• **WORK INSTRUCTIONS**
[A] In the exhibition text on Marilène Oliver, what do these say?
(i) Since what year has Marilène worked with MRI and CT scans?
(ii) Which works were made from anonymized, open source data of subjects unknown to the artist?
(iii) When is the opening reception?
[B] Can you resume the exhibition text on Marilène Oliver's Under the Surface, continuing on from its final sentence?

• **TEXT UNDER STUDY**
..............................
October 20 - December 9
Opening Reception: Friday October 26, 7-9pm
Marilène Oliver works with medical imaging data to create artworks. Since 2001, Marilène has worked with MRI and CT scans to create print based sculptures and installations that invite us to rethink medical scans, suggesting that they can reveal more than just a medical diagnosis.
The work in Under the Surface is a part of a larger body of work Marilène has created based on medical data. Works such as The Kiss were made from bespoke data of subjects known personally to the artist and were acquired especially in order to make the work. These works took as their motivation a fear for the loss of embodied relationships in an increasingly digitized world, suggesting that medical data could become future relics to cherish and covet. Other works such as Dervishes and Womb Axis, were made using anonymized, open source data of subjects unknown to the artist. These works explored other aspects of the impacts of digitization on society – that of the need to create endless digital identities to perform and present. Oliver uses these technologies to reclaim the interior of the body and create artworks that allow us to materially contemplate our increasingly digitized selves.
In order to create these artworks, Marilène has had to find innovative ways to get medical data in and out of software, create templates and plans for installations, registration maps for printing and vector paths for laser cutting. Here for the first time Oliver is presenting these process based works alongside her sculptures. They reveal a complexity that lie under the surface all of digital life; a nervous energy, a constant demand to hold everything together, to not mis-register a hole nor omit a check box.
..............................
• **MATERIAL SUPPLIED**

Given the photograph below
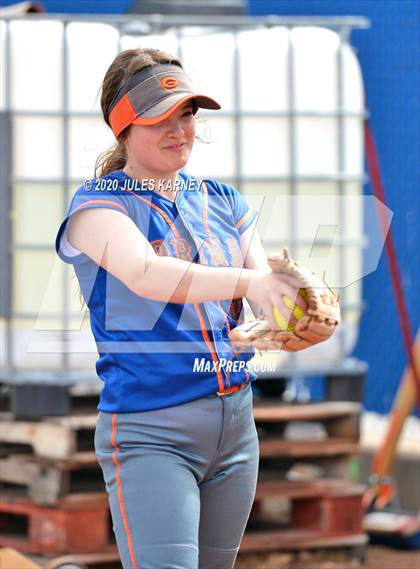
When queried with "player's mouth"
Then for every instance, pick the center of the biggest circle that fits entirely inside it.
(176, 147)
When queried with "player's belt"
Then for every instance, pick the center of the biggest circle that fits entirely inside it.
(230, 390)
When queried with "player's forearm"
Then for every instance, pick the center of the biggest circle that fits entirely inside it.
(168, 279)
..............................
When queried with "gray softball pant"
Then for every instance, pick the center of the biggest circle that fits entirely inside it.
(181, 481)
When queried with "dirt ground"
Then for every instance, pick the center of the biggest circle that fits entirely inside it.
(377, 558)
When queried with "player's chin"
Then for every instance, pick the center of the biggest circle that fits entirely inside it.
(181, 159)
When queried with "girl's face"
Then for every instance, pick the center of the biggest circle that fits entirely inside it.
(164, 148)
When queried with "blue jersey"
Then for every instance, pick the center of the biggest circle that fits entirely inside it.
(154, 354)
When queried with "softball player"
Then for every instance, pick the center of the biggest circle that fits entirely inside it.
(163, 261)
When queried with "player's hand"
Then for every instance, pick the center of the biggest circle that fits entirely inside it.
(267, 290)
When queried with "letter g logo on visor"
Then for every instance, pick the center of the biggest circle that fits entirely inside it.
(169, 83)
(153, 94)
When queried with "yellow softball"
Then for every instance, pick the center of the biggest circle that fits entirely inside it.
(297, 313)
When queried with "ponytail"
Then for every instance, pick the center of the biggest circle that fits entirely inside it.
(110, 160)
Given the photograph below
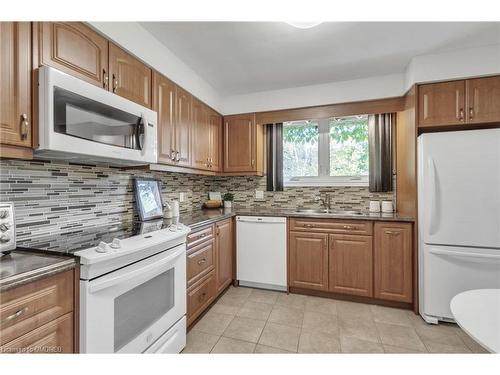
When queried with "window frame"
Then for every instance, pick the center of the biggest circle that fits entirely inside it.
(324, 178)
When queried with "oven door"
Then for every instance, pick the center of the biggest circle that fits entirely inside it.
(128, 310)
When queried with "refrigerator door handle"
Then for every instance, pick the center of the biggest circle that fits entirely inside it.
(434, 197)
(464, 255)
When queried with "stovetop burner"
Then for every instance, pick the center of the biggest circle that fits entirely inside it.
..............................
• **TASK RESULTS**
[A]
(i) 2001
(ii) Dervishes and Womb Axis
(iii) Friday October 26, 7-9pm

[B]
Also featured in Under The Surface is the collaborative outreach project Memory Bank, which was conceived especially for the this exhibition at McMullen Gallery. When Marilène saw her mother’s medical scans that diagnosed early onset dementia, she remembers feeling angry and frustrated: how could the scans show her my mother’s disease but not all the important memories her mother now had forgotten? Memory Bank will culminate in a dataset of brain scans that are made up not of grayscale pixels, but of real memories collected from patients in the hospital and visitors to the gallery. At the start of the exhibition the contour of brains scans will be installed in the gallery. Every day visitors, patients and staff will contribute memories that will be written into the brain by gallery staff. By the end of the exhibition the brain will be filled with memories, acting as unique portrait of all those touched by the project, connected in time and place, memories crystallized in an artwork: a collective consciousness.